# start of Records to use

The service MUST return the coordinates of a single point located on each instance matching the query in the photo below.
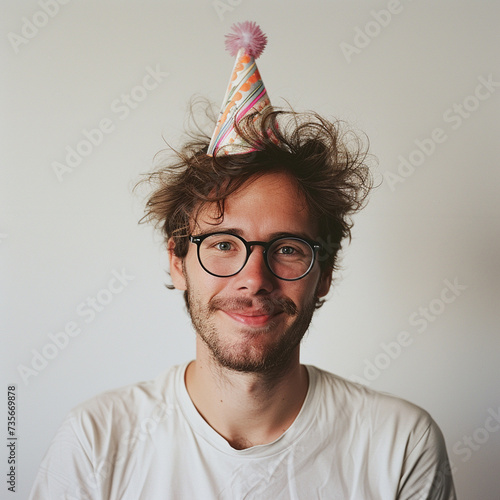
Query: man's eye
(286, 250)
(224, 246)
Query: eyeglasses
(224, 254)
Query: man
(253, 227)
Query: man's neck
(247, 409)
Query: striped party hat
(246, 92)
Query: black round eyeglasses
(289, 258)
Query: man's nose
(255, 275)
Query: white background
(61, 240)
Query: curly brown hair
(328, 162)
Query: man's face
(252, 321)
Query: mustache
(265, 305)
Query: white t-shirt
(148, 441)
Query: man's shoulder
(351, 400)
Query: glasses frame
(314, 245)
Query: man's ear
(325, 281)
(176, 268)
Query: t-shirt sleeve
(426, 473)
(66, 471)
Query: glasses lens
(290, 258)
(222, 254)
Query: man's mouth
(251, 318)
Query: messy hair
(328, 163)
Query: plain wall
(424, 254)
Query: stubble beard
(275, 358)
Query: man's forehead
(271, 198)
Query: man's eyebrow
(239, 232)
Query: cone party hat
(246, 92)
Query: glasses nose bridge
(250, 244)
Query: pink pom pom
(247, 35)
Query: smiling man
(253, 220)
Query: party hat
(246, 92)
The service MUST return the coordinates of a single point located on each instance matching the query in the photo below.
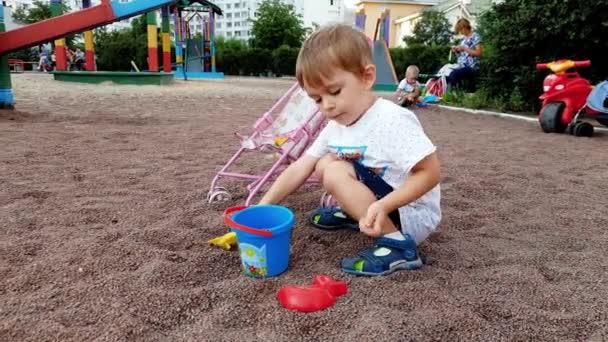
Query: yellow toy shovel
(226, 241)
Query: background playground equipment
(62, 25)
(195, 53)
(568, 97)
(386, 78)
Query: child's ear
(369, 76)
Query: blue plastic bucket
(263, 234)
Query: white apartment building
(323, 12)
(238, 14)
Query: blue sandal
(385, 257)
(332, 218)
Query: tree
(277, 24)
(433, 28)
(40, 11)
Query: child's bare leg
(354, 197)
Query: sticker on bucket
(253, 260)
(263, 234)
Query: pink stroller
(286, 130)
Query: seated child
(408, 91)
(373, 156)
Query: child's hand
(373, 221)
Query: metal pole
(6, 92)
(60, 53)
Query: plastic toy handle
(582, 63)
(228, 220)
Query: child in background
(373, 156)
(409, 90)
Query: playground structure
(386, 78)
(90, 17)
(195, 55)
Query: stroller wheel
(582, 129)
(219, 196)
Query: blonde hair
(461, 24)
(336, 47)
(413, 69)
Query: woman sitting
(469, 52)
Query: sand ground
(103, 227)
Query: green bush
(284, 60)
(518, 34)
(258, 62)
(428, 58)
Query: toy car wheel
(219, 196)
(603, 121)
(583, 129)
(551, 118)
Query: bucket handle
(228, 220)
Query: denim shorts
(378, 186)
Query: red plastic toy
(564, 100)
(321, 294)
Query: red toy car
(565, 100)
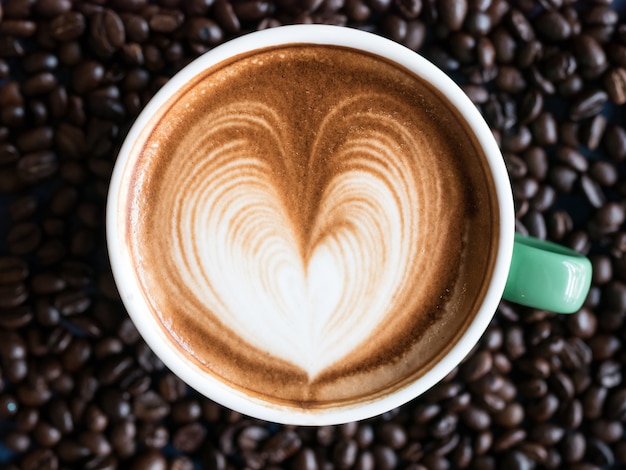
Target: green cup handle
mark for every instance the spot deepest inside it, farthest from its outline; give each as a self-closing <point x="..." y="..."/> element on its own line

# end of Records to use

**Your goal**
Rewrite the material from the line containing "Query: stroller wheel" through the end of the material, inclusive, replacing "green bush" with "green shrub" and leaving everything else unchanged. Omit the picture placeholders from the output.

**Answer to the problem**
Query: stroller wheel
(582, 129)
(219, 196)
Query: blonde hair
(461, 24)
(336, 47)
(413, 69)
Query: woman sitting
(469, 52)
Query: sand ground
(103, 227)
Query: green shrub
(284, 60)
(518, 34)
(258, 62)
(428, 58)
Query: toy car wheel
(219, 196)
(603, 121)
(583, 129)
(551, 118)
Query: bucket handle
(228, 220)
Query: denim shorts
(378, 186)
Query: red plastic toy
(564, 100)
(321, 294)
Query: red toy car
(565, 100)
Target: green cup handle
mark for every instance the spot deepest inside it, farthest from its outline; give each as a self-closing <point x="..." y="..."/> element on its own line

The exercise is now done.